/ 29 February 2024

Apartheid doccie is a blast

London Recruits 10 (1)
Keeping it reel: Gordon Main (left), director of London Recruits, which premiered at the Johannesburg Film Festival.

“Not every day a boy from the Bronx gets involved in the revolution.” 

Young lefties around the world were inspired by Che Guevara at the time but nerdish American Danny Schechter knew he stood out like a pale thumb on his first top-secret ANC mission in late 1960s Durban. 

He scanned the streets of white Durban and found his solution — buy shorts!

Schechter, who went on to become a revered television producer, filmmaker, author and media critic, recounts this hilarious story in the brilliant new documentary London Recruits, which opened the Johannesburg Film Festival this week. (The interview was done a few weeks before he died in 2015.)

--- PROVIDED DATA ---

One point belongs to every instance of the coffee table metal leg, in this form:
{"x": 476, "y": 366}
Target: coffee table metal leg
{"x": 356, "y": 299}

--- SET TASKS ---
a) Repeat the article on the London Recruits documentary, starting at the words "Young lefties around" and stopping after "late 1960s Durban.".
b) Can you summarize the article on the London Recruits documentary in two sentences?
The data after the article is separate material.

--- ANSWERS FOR THIS EXERCISE ---
a)
Young lefties around the world were inspired by Che Guevara at the time but nerdish American Danny Schechter knew he stood out like a pale thumb on his first top-secret ANC mission in late 1960s Durban.

b) Danny Schechter, an American from the Bronx who went on to become a television producer, filmmaker, author and media critic, stood out on his first top-secret ANC mission in late-1960s Durban and solved the problem by buying shorts. He tells this story in London Recruits, a new documentary directed by Gordon Main that opened the Johannesburg Film Festival, in an interview done a few weeks before he died in 2015.